**Extract provided**
On the other hand, an ARM port is a possibility. Given that the entire project has never been compiled for anything outside of x86, I expect this to be a long and difficult journey that may be too much of a distraction from the main project goals. While I don't believe it is difficult to get y-cruncher to compile and run correctly for ARM, making it performant is another story.

The minimum performance target is to beat x86 emulation on Windows. From what I've heard, running y-cruncher with fast x86 emulation (no total store ordering) isn't terrible in performance - though sketchy from a correctness standpoint. (y-cruncher makes fairly extensive use of lockless programming, the fact that it runs at all without total store ordering surprises me.)

(Dataset rows showing where objects appear)
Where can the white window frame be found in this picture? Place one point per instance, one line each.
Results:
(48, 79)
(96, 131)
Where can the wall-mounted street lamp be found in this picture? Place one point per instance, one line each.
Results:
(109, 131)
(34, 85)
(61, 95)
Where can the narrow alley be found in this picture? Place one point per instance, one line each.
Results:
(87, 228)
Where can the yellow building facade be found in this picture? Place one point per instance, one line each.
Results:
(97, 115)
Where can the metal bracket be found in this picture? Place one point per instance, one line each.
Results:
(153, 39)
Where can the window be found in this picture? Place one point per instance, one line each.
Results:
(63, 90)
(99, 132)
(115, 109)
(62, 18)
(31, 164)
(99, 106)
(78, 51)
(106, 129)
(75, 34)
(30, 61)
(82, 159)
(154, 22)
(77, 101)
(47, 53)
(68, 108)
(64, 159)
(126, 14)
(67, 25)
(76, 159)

**Problem to work on**
Can you continue the passage on porting y-cruncher to ARM, picking up right after its last sentence? The rows aren't needed for anything here.

**Result of the task**
If I do decide to go down the ARM route, I intend to start with Windows since (I believe) all the system APIs are the same and is where I'm most comfortable. Linux may follow next, but ultimately the thing that matters is the Apple M1 since they seem to have the best ARM core right now.

The Windows on ARM devkits look promising (if they're ever in stock). Though I'm hesitant to pull the trigger on something I have no other use for.

Some Love for SSDs: (November 13, 2023) - permalink

Now that I've had time to flesh things out, this will be the long version of my recent tweet.

Over the years, I've avoided SSDs primarily due to their per-GB cost and limited write endurance. Workloads such as y-cruncher's swap mode can easily kill SSDs by using up their entire write endurance in a matter of weeks - shorter than some longer computations. For this reason alone, I've avoided them myself for this purpose and actively discouraged others as well. Consequently, y-cruncher's disk swapping frameworks remained optimized only for mechanical hard drives and were never tuned for SSDs.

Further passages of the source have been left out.